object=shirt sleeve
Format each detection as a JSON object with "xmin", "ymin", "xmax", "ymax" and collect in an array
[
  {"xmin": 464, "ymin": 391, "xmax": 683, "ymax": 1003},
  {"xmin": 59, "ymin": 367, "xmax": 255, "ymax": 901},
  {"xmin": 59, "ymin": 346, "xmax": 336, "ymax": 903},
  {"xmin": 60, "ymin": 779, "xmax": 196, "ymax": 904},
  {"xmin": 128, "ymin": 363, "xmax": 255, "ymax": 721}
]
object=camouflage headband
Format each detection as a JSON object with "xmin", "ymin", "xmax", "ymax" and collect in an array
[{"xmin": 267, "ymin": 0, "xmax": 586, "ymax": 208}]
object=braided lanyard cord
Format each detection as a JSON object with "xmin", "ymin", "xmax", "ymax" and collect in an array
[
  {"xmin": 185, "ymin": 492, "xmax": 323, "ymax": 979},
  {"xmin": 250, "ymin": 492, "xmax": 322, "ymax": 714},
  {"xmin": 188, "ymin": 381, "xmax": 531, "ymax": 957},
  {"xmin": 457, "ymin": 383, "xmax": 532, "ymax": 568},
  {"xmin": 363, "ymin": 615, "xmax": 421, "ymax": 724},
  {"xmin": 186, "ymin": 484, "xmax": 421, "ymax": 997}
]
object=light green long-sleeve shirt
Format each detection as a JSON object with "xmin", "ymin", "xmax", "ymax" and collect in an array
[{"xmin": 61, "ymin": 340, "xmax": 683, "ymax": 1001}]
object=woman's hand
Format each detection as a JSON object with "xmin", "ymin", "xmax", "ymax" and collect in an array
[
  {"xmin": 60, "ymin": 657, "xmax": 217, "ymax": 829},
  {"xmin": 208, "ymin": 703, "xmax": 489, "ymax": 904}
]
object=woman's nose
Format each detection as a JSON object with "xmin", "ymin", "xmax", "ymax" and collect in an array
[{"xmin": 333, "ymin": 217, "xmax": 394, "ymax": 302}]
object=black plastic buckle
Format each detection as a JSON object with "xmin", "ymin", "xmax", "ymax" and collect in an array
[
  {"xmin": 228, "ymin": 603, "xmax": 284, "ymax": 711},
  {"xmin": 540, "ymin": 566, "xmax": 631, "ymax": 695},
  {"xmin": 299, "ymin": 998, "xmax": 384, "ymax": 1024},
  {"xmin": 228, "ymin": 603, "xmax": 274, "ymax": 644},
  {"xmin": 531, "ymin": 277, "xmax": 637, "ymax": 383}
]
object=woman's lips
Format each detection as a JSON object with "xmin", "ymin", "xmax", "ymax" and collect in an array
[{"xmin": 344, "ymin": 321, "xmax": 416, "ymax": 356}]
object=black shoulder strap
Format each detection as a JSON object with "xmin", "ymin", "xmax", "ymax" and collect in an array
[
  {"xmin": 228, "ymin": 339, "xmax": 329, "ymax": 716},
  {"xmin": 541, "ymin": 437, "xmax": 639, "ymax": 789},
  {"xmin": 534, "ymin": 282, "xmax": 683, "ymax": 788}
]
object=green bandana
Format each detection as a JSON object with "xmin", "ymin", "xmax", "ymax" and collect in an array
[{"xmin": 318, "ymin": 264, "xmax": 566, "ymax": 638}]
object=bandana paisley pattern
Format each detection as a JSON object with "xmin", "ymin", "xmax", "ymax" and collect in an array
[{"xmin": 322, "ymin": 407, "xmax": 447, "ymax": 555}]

------------------------------

Problem> Would you reproduce every record above exactly as it appears?

Solution to this problem>
object=shirt sleeve
Format each detection as a JSON object with "xmin", "ymin", "xmax", "ymax" and collect in an array
[
  {"xmin": 464, "ymin": 391, "xmax": 683, "ymax": 1003},
  {"xmin": 59, "ymin": 367, "xmax": 255, "ymax": 901},
  {"xmin": 59, "ymin": 346, "xmax": 336, "ymax": 903},
  {"xmin": 60, "ymin": 779, "xmax": 196, "ymax": 904},
  {"xmin": 128, "ymin": 363, "xmax": 255, "ymax": 721}
]
object=camouflage headband
Format each detection as a JSON object with "xmin", "ymin", "xmax", "ymax" and collect in an array
[{"xmin": 267, "ymin": 0, "xmax": 586, "ymax": 208}]
object=braided lanyard cord
Format each detection as a JSON object with "xmin", "ymin", "xmax", "ymax" and collect in an array
[
  {"xmin": 185, "ymin": 492, "xmax": 323, "ymax": 979},
  {"xmin": 250, "ymin": 492, "xmax": 322, "ymax": 714},
  {"xmin": 188, "ymin": 381, "xmax": 531, "ymax": 957},
  {"xmin": 457, "ymin": 383, "xmax": 532, "ymax": 568},
  {"xmin": 363, "ymin": 615, "xmax": 421, "ymax": 724},
  {"xmin": 186, "ymin": 484, "xmax": 421, "ymax": 997}
]
object=light green long-sleeve shirt
Format each detection as a JSON object with "xmin", "ymin", "xmax", "ymax" and collect in an array
[{"xmin": 61, "ymin": 340, "xmax": 683, "ymax": 1001}]
object=woman's hand
Format each detection as a JSON object with "xmin", "ymin", "xmax", "ymax" and collect in an array
[
  {"xmin": 60, "ymin": 657, "xmax": 217, "ymax": 829},
  {"xmin": 208, "ymin": 703, "xmax": 489, "ymax": 904}
]
object=woman's nose
Format each detection as a JSON object with "xmin", "ymin", "xmax", "ymax" and collect in an array
[{"xmin": 333, "ymin": 217, "xmax": 394, "ymax": 302}]
object=black plastic buckle
Format each detection as a JSON object with "xmin", "ymin", "xmax", "ymax" and collect in an array
[
  {"xmin": 228, "ymin": 603, "xmax": 284, "ymax": 711},
  {"xmin": 540, "ymin": 566, "xmax": 631, "ymax": 695},
  {"xmin": 299, "ymin": 998, "xmax": 384, "ymax": 1024},
  {"xmin": 228, "ymin": 603, "xmax": 274, "ymax": 644},
  {"xmin": 531, "ymin": 277, "xmax": 637, "ymax": 383}
]
object=woman's lips
Format each detection as a JSON object with "xmin", "ymin", "xmax", "ymax" and collect in an array
[{"xmin": 344, "ymin": 321, "xmax": 416, "ymax": 356}]
object=black shoulder strap
Format each detection as a JSON object with "xmin", "ymin", "xmax", "ymax" and collect in an array
[
  {"xmin": 228, "ymin": 339, "xmax": 329, "ymax": 716},
  {"xmin": 541, "ymin": 437, "xmax": 639, "ymax": 789},
  {"xmin": 534, "ymin": 282, "xmax": 683, "ymax": 788}
]
object=green bandana
Format each detection as a JSON object with "xmin", "ymin", "xmax", "ymax" and collect in an array
[{"xmin": 318, "ymin": 264, "xmax": 566, "ymax": 638}]
object=bandana paisley pattern
Format each detection as a JSON object with "xmin", "ymin", "xmax", "ymax" and collect in an array
[{"xmin": 322, "ymin": 407, "xmax": 447, "ymax": 555}]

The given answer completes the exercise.